### RECORDS SHOWN
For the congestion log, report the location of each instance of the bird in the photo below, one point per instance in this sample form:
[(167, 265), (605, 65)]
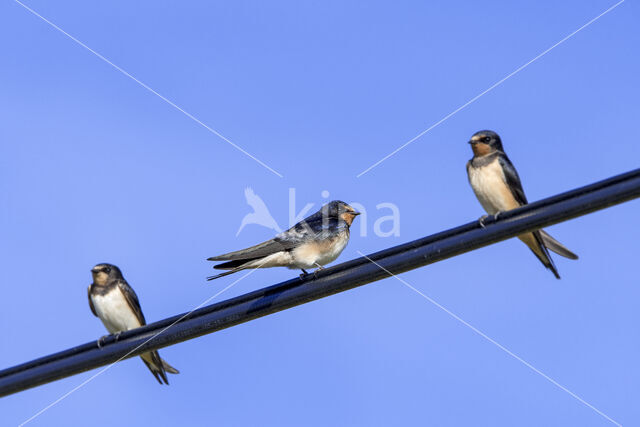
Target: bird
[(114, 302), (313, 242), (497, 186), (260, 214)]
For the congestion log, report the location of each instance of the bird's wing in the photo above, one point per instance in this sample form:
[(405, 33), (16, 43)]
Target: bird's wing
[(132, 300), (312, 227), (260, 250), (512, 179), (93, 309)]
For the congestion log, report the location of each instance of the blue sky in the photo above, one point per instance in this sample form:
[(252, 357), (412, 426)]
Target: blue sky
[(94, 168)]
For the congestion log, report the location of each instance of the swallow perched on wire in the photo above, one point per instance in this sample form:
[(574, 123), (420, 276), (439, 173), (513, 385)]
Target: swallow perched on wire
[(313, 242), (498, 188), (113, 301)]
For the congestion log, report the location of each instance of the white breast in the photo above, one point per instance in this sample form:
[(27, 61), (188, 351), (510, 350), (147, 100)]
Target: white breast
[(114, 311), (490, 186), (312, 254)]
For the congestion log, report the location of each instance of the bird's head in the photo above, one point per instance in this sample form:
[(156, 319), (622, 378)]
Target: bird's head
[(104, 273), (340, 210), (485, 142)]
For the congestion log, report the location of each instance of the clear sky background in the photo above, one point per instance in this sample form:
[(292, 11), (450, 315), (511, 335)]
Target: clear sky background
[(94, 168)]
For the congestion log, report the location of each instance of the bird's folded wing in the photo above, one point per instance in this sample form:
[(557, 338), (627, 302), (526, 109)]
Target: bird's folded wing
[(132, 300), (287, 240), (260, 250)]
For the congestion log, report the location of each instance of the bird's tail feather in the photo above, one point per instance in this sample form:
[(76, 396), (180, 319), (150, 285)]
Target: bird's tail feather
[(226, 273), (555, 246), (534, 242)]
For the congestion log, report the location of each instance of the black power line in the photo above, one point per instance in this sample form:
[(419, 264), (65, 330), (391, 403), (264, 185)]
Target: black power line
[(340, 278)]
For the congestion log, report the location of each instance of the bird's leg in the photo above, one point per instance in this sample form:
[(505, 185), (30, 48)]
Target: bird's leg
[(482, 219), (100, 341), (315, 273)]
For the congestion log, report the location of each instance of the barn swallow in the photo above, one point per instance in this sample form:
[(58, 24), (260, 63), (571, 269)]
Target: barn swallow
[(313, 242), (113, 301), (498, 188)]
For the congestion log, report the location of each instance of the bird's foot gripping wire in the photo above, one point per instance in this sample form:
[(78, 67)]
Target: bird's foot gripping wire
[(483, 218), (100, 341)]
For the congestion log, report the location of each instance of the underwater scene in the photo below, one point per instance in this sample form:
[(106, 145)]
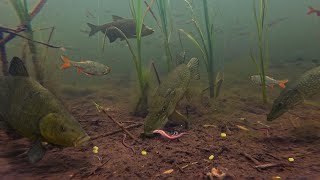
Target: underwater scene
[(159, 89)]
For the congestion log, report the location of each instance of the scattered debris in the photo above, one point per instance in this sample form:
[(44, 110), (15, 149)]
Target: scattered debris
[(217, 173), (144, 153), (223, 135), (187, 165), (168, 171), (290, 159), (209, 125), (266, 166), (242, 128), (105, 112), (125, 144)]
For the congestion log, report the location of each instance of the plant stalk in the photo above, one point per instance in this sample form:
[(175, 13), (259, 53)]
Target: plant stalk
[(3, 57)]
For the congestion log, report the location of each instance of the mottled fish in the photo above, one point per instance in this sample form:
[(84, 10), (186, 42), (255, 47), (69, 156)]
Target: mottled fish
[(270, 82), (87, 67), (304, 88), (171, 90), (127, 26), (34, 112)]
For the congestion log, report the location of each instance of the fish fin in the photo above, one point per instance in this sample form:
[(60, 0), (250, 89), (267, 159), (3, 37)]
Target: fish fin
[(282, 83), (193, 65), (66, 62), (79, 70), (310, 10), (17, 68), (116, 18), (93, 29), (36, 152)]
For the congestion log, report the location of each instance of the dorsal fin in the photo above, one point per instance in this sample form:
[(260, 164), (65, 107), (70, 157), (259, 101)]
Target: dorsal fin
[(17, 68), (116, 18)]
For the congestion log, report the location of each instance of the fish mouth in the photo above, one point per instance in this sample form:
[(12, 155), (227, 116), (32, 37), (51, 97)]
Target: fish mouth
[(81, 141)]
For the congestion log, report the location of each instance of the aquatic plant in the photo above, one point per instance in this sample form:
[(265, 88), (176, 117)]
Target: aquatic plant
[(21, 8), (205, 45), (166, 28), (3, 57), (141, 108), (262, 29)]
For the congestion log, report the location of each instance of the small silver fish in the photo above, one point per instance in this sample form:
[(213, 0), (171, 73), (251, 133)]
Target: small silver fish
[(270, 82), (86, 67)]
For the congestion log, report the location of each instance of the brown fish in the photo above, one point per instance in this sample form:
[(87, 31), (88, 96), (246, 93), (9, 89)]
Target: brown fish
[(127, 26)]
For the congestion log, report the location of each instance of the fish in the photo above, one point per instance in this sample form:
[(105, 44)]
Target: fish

### YOUR GOAL
Rewrite all of the items above, changing "congestion log" to "wildlife log" wherever it appears and keeping everything else the same. Leave the pictures out.

### IN RESPONSE
For the wildlife log, report the location of each instance of the bird in the photo below, one point per instance in this sample form:
[(167, 265), (605, 65)]
Target: bird
[(114, 302), (313, 242), (497, 186), (260, 214)]
For the wildlife log, report the location of each instance of the bird's wing in the photo above, one point per instance in this sample form:
[(405, 33), (16, 43)]
Target: bird's wing
[(132, 300), (312, 227), (260, 250), (512, 179), (93, 309)]
For the wildlife log, report the location of each instance of the blue sky in the photo above, one point per instance in this sample form:
[(252, 357), (412, 426)]
Target: blue sky
[(94, 168)]
For the wildlife log, report the location of each instance of the swallow perched on wire in the photo above, one point per instance in this sample form:
[(574, 123), (420, 276), (439, 173), (513, 385)]
Target: swallow perched on wire
[(313, 242), (498, 188), (113, 301)]
For the wildlife log, report the location of each instance of the white breast in the photo above, one point per instance in this sample form:
[(27, 61), (188, 351), (510, 350), (147, 100)]
Target: white breast
[(114, 311), (490, 186), (312, 254)]
For the wildlife log, report the location of each instance of the bird's head in the photo above, one point per instance in this sample form:
[(156, 319), (622, 378)]
Target: bird's head
[(104, 273), (340, 210), (485, 142)]
For the wildlife log, report the location of each instance of the clear sky background in the photo above, one point per instance in this sample form:
[(292, 11), (450, 315), (511, 335)]
Target: clear sky background
[(94, 168)]
For the wildlife log, report the location of each instance of the bird's folded wing in the photo above, one point per instance in this sample form:
[(557, 338), (627, 302), (526, 109)]
Target: bird's folded wing
[(132, 300), (287, 240), (260, 250)]
For the wildlife log, report the location of each instance of the bird's tail feather in the photo above, one point per instance in this sample form:
[(76, 396), (180, 319), (150, 285)]
Target: bird's tail feather
[(226, 273), (555, 246), (534, 242)]
For the wildlife log, report the location of each instance of the black power line in the photo above, one point per instance in this sample form:
[(419, 264), (65, 330), (391, 403), (264, 185)]
Target: black power line
[(340, 278)]
For the wildlife log, report the location of each instance of the bird's leg in the photo above, one point per instance in this sample form:
[(505, 185), (30, 48)]
Target: bird's leg
[(482, 219), (100, 341), (315, 273)]
For the wildlife log, report the location of each instance of the barn swallow in the photo above, one point per instance in this sample form:
[(58, 24), (260, 63), (571, 269)]
Target: barn swallow
[(313, 242), (113, 301), (498, 188)]
For the wildlife log, report the location of each instance of the bird's foot gripping wire in the photo above, one point per instance in this sample form:
[(78, 67)]
Target: bird's foot gripping wire
[(483, 218), (100, 341)]
For the wildlife log, report the location of each instance of the underwater scene in the photo below, one point per instance in this sample form:
[(106, 145)]
Target: underwater scene
[(159, 89)]
For the wildlife log, report the location of each instance of the scattered debris in the photo above, one point per instance in this sample form:
[(44, 110), (15, 149)]
Target: scattered debris
[(217, 173), (144, 153), (223, 135), (187, 165), (168, 171), (290, 159), (209, 125), (266, 166), (242, 128), (105, 112), (125, 144)]
For the wildlife log, report the location of each instance of the plant stalk in the photo above, one point per instance in this sample form:
[(175, 13), (259, 53)]
Target: plant stalk
[(3, 57)]
For the wildlife log, report the location of each instance of the mottled fish in the photo above, one point per instance in this sample form:
[(84, 10), (186, 42), (255, 47), (69, 156)]
Target: mottled fish
[(270, 82), (87, 67), (304, 88), (171, 90), (127, 26), (34, 112)]
For the wildlife log, report the location of each instance of the fish fin in the photo above, one point per instance in this sample form:
[(60, 0), (250, 89), (267, 159), (3, 37)]
Target: fish fin
[(282, 83), (193, 65), (66, 62), (79, 70), (310, 10), (17, 68), (116, 18), (93, 29), (36, 152)]
For the wildlife log, report the location of each instance of the dorsal fin in the photo above, one point per instance in this sample form:
[(260, 164), (65, 107), (70, 157), (259, 101)]
Target: dorsal fin
[(17, 68), (116, 18)]
For the wildlife log, report the location of each instance of the fish mouth in the photo above, one point per instance in this sample form:
[(12, 155), (227, 116), (32, 37), (51, 97)]
Target: fish mouth
[(81, 141)]
For the wildlife log, report the location of each instance of the aquatic plant in the photo above, one point per instance in this sample form:
[(265, 88), (176, 117)]
Target: aquatic plant
[(21, 8), (205, 45), (166, 28), (3, 57), (141, 108), (262, 29)]
For the wildlife log, report the location of each instance of the small silver fish in the photo above, one point per instance in this sample form:
[(213, 0), (171, 73), (251, 133)]
Target: small silver fish
[(270, 82), (86, 67)]
For the wildlife log, report the location of each instance of the brown fish in the photo above, one point per instance in this sample form:
[(87, 31), (88, 96), (246, 93), (9, 89)]
Target: brown fish
[(127, 26)]
For the wildlife log, report the location of each instance of the fish in the photo above, one point per instance in this sample form:
[(105, 44)]
Target: fish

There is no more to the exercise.